Records to process:
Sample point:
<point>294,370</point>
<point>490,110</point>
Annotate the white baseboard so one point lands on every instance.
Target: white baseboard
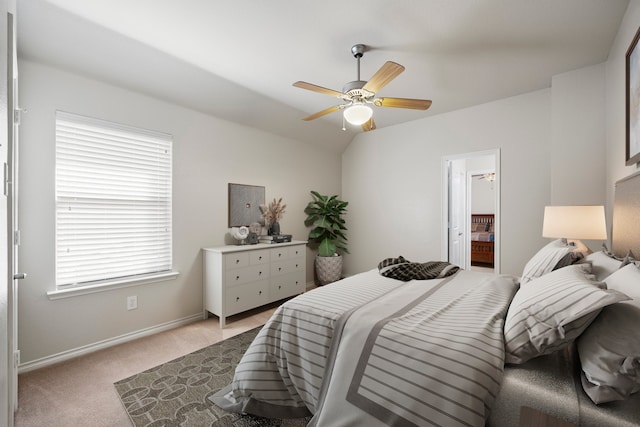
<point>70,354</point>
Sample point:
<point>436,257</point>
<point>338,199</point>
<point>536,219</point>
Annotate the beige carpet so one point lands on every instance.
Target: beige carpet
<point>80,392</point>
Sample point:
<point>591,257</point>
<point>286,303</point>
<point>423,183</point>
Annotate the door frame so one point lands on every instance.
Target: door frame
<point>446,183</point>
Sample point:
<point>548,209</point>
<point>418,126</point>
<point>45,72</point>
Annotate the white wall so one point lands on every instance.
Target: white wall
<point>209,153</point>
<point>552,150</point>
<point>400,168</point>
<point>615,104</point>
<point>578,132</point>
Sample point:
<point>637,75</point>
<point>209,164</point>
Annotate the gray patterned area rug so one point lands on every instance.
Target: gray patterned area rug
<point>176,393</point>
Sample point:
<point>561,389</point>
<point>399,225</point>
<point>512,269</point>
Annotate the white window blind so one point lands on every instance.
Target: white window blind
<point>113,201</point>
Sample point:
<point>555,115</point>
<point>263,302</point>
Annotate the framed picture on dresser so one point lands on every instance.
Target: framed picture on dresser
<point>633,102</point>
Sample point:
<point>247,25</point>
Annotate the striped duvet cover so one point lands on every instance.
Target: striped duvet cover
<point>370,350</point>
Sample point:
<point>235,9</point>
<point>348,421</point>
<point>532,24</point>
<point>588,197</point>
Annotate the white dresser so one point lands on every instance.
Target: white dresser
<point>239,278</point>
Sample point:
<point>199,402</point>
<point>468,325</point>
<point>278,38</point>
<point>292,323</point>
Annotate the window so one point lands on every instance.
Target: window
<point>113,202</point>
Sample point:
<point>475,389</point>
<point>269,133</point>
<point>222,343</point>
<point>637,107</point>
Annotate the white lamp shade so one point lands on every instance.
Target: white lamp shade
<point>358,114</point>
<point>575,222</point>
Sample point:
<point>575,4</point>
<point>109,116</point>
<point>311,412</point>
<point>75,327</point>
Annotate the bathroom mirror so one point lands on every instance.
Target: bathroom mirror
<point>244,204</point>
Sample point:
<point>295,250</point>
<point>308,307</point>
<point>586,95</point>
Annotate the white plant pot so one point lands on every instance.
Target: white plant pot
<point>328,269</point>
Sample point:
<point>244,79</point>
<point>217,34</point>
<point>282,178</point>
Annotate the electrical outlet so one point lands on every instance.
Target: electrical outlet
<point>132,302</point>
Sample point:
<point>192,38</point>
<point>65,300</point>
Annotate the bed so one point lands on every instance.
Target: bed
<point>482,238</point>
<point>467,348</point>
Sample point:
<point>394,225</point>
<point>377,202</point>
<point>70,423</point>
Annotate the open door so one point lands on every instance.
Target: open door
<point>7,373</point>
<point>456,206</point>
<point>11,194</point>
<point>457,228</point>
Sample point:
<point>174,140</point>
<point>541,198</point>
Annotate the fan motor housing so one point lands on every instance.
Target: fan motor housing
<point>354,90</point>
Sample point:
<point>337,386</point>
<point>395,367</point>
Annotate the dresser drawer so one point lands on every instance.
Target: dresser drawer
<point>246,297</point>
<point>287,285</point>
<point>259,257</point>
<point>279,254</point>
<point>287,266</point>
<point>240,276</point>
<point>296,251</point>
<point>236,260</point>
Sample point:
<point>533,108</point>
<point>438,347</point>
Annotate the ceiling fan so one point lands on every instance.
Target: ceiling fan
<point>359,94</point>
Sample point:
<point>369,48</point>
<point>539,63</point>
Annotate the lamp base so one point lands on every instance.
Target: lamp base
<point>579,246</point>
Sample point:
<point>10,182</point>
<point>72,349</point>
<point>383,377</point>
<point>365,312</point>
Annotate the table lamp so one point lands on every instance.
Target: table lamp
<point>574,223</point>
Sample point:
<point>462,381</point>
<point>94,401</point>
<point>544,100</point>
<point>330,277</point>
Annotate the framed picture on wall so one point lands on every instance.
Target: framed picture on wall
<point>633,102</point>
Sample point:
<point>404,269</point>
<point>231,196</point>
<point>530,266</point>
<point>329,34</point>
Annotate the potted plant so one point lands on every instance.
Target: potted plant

* * *

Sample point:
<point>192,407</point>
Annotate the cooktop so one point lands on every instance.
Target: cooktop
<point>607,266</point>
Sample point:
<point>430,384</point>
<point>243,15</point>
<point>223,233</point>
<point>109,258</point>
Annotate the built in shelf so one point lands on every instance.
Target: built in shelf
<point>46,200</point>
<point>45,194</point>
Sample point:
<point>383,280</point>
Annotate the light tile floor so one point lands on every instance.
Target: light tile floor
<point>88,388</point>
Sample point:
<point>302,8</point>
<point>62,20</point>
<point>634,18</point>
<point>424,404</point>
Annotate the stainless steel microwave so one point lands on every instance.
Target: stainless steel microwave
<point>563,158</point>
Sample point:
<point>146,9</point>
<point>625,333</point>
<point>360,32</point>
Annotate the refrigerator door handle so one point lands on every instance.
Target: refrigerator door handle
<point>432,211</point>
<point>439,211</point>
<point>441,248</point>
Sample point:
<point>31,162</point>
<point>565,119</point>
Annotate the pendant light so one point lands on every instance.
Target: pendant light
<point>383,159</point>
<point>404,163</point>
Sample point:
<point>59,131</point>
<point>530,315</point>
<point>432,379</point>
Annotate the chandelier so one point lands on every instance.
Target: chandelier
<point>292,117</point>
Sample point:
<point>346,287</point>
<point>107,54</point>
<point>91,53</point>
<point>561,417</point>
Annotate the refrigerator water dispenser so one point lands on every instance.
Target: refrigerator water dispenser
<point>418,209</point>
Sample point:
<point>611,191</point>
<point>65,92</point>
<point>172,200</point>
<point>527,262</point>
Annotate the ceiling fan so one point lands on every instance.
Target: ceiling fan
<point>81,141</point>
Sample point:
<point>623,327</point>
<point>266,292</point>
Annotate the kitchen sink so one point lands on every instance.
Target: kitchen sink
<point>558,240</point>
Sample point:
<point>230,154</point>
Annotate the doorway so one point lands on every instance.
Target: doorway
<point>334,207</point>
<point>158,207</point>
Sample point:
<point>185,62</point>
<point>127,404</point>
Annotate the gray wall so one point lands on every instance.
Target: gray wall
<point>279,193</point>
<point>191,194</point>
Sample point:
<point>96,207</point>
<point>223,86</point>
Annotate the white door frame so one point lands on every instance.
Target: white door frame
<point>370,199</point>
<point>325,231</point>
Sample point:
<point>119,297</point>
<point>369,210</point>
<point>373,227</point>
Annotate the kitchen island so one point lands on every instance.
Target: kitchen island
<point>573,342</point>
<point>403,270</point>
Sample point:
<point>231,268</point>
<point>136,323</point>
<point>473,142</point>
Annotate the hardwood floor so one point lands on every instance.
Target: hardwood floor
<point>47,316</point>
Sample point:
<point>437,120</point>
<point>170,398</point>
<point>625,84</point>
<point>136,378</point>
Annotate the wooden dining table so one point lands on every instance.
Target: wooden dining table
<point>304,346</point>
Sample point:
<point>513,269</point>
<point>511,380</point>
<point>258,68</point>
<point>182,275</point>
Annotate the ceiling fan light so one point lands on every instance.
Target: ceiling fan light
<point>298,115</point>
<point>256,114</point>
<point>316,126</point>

Brief:
The response should hold exactly the lines starting at the line with "Annotate the white dresser" and ending at the line with "<point>541,198</point>", and no other line of the material above.

Exercise output:
Annotate the white dresser so one point lands on every instance.
Target: white dresser
<point>239,278</point>
Sample point:
<point>199,402</point>
<point>468,325</point>
<point>278,38</point>
<point>292,323</point>
Annotate the window so one point lands on every instance.
Target: window
<point>113,202</point>
Sample point:
<point>475,389</point>
<point>269,133</point>
<point>222,343</point>
<point>637,107</point>
Annotate the white lamp shade so one point lands on every instance.
Target: white lamp shade
<point>358,114</point>
<point>575,222</point>
Sample point:
<point>575,4</point>
<point>109,116</point>
<point>311,412</point>
<point>75,327</point>
Annotate the bathroom mirror so one point lands on every instance.
Target: bathroom mirror
<point>244,204</point>
Sample point:
<point>295,250</point>
<point>308,307</point>
<point>586,95</point>
Annotate the white plant pot so one point lands on every instance.
Target: white plant pot
<point>328,269</point>
Sample point:
<point>244,79</point>
<point>217,34</point>
<point>282,178</point>
Annotate the electrical outlet so one point lands on every instance.
Target: electrical outlet
<point>132,302</point>
Sample point:
<point>192,38</point>
<point>65,300</point>
Annotate the bed so one point lands on every instance.
Target: bed
<point>482,238</point>
<point>467,348</point>
Sample point:
<point>394,225</point>
<point>377,202</point>
<point>70,423</point>
Annotate the open door so one point lands on every instance.
Target: open door
<point>7,373</point>
<point>456,206</point>
<point>11,194</point>
<point>457,228</point>
Sample point:
<point>174,140</point>
<point>541,198</point>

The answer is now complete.